- What you should do
Return every record below exactly as written.

- Extracted data entries
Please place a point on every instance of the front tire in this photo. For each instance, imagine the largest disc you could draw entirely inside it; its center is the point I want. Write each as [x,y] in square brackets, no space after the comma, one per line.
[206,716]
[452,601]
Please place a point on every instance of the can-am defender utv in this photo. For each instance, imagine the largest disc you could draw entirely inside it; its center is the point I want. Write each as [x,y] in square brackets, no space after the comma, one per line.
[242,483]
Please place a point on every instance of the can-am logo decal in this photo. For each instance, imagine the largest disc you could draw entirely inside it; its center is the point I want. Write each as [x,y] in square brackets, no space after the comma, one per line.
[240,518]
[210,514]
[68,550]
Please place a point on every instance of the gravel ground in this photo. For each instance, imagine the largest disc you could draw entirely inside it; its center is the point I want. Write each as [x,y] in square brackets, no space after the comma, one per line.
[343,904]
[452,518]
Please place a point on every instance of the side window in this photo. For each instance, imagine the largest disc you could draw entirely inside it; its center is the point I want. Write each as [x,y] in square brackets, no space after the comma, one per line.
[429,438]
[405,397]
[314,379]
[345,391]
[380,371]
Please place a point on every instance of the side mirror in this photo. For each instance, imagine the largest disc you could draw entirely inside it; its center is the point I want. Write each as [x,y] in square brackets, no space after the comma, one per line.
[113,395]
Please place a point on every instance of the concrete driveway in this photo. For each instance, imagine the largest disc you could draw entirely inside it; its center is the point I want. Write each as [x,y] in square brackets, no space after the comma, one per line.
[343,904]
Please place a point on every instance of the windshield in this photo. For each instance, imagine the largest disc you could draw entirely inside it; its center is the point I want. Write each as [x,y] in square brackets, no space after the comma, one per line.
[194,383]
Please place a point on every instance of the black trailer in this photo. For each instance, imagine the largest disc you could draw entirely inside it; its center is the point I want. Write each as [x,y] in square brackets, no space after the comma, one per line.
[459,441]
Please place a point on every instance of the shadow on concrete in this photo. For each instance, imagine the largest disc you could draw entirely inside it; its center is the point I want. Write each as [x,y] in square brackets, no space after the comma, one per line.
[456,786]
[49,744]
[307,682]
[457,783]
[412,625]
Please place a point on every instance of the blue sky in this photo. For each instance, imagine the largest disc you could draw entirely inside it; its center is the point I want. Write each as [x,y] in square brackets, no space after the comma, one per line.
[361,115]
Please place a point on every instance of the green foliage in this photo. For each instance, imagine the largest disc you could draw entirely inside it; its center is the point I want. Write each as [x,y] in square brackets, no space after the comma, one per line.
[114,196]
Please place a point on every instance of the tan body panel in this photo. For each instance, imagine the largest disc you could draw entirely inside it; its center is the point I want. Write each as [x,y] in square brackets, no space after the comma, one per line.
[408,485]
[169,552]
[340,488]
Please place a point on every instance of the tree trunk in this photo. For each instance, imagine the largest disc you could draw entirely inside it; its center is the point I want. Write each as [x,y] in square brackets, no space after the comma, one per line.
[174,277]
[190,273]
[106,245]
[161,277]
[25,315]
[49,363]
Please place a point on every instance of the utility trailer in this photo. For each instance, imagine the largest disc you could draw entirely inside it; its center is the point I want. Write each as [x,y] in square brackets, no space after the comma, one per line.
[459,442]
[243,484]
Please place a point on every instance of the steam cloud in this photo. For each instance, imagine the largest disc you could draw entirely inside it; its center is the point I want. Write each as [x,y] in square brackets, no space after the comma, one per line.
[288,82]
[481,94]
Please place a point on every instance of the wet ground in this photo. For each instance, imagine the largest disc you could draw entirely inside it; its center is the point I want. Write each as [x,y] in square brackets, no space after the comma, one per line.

- Task answer
Please place a point on every instance of the front tire in this photo. For each instance, imagine the largest disc you could draw entirely inside it; its center is the point I want. Write each as [x,y] in square brackets, no space after the comma, one per line.
[206,716]
[452,601]
Please place a point on every instance of the can-am defender utv in this photo. For each instance, imagine the largest disc you could draw entirely inside it; its center is the point I want. Write each as [x,y] in square brackets, no space after the comma, one per line.
[242,483]
Please place a point on every instance of the can-am logo decal in this photo. For each instance, imagine the largest disc you could draw entirely inside it; its center is the point I want. Write each as [x,y] in square brackets, no space after the comma, one per line.
[240,518]
[210,514]
[68,550]
Please place a point on every instance of the gravel ground in this photo. For each instance, imagine the largest disc you could draw entirely inside it; its center is the point I want. Write each as [x,y] in square brackets, no space after the comma, one per line.
[343,904]
[452,518]
Please place a point on every instance of the side window in this photo. For each instance, imagine the largest disc you could draw entirely inside it; its center is the point I want. Write each as [x,y] in square brackets, no space after the comma, one per line.
[429,438]
[405,397]
[314,379]
[345,391]
[380,371]
Please place a point on every instance of the side mirror in this photo. For each instance, imagine the largest disc you could draw entirely inside it; its center is the point I want. Write each as [x,y] in square brackets, no space after the comma, one per line.
[113,395]
Please place a point on every instance of the concrete driveway in this photo. For each instance, imagine the largest disc you could draw entirely inside it; its center is the point I want. Write each as [x,y] in square brackets, no space after the comma, one per line.
[343,904]
Please place a point on every instance of the windshield in this photo. For each instance, imagine the largest disc you could draw entirely inside it; its center is the point I want. Write each as [x,y] in square brackets, no space after the comma, one per line.
[194,383]
Please place a point on every instance of the black trailer in this photo. For each instance, imagine the largest disc you could draw entirely inside it; its center is the point I want. Write each as [x,y] in square brackets, no space after the comma, one per line.
[459,441]
Please place a point on every instance of the shadow on concrete in this photo. For each instance, imagine the largest disc you could draw entirely inside it; its center is the point I want. Write each as [x,y] in square brackets, no space after the comma, one per line.
[456,786]
[49,744]
[307,682]
[457,783]
[412,625]
Please place a point on every instance of the blue sky in this photo. For each instance, imagine the largest disc you could draw entirely inside it; its center is the point I want. Write each as [x,y] in square brackets, no space after the comma, one per line.
[361,115]
Please place a point on every instance of the green foliage in this photo. For each instance, imagine the largest disc you could draw entirely inside it; its center is the point I want. Write each as [x,y] in square brackets, no space after the comma, one per line.
[114,196]
Please place a point on every instance of the tan body panel in this photo. For each instance, imagine the largest disc you could draw entirely inside it; its center is the point I want. Write each as [x,y] in square brackets, no space after the comma, one per line.
[408,485]
[169,552]
[340,488]
Please place a point on every instance of the tree trunk in this photo. For each instance, imagine the largest disc you could draw entirely inside it; its center is the point I want. Write each as [x,y] in square brackets, no space after the comma, one per line.
[174,277]
[190,273]
[106,245]
[161,277]
[25,315]
[49,363]
Please place a point on every instance of the utility trailer in this photo. For each instance, imagine the largest disc you could draw entirely inside it; its center is the point I want. Write each as [x,y] in square brackets, no space after the comma, one per line.
[459,442]
[243,484]
Please place a point on every instance of the steam cloud in this photo. For each instance, imagine the largest disc you could draw entirely inside it; its center is the point I want. Write each as [x,y] in square brackets, no space after the comma, one per line.
[288,82]
[481,94]
Please place a point on every instance of the wet ground in this photo. For each instance, imagine the largest disc you could draw entirely inside it; its center is the point I want. Write each as [x,y] in square brackets, no space after the comma, one per line.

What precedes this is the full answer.